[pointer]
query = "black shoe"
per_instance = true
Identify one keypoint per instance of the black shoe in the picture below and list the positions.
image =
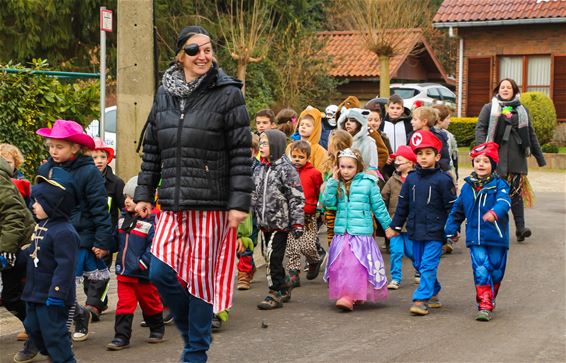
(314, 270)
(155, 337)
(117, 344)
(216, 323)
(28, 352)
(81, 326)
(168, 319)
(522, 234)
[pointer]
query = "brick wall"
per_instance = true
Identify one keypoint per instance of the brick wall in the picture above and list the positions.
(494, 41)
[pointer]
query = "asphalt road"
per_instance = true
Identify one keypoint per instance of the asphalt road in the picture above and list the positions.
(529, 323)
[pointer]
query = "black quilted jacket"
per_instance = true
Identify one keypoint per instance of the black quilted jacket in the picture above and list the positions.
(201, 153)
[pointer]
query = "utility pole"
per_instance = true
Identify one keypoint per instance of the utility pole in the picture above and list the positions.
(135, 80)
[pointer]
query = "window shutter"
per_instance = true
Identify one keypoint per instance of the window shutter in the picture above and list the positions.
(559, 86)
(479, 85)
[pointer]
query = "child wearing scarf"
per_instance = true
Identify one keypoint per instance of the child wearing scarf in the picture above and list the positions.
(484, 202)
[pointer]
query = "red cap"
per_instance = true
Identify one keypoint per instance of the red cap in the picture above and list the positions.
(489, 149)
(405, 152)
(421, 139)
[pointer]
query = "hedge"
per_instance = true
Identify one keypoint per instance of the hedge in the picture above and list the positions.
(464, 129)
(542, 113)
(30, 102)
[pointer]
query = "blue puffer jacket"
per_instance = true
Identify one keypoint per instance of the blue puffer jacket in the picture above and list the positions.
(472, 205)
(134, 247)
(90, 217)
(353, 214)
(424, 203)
____________________
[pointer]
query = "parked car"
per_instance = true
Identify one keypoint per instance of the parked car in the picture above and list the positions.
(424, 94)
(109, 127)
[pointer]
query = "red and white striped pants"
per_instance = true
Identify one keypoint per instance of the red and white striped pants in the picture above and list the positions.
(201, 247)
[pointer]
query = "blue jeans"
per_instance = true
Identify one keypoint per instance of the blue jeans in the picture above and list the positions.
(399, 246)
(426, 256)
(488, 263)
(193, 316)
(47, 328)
____________________
• **About this task**
Pick each line holding the word "shoe" out of the listing.

• **Answer to this task**
query = "black shoe"
Identify one keypoint per instance of the black shoe in the picture below and list the positions.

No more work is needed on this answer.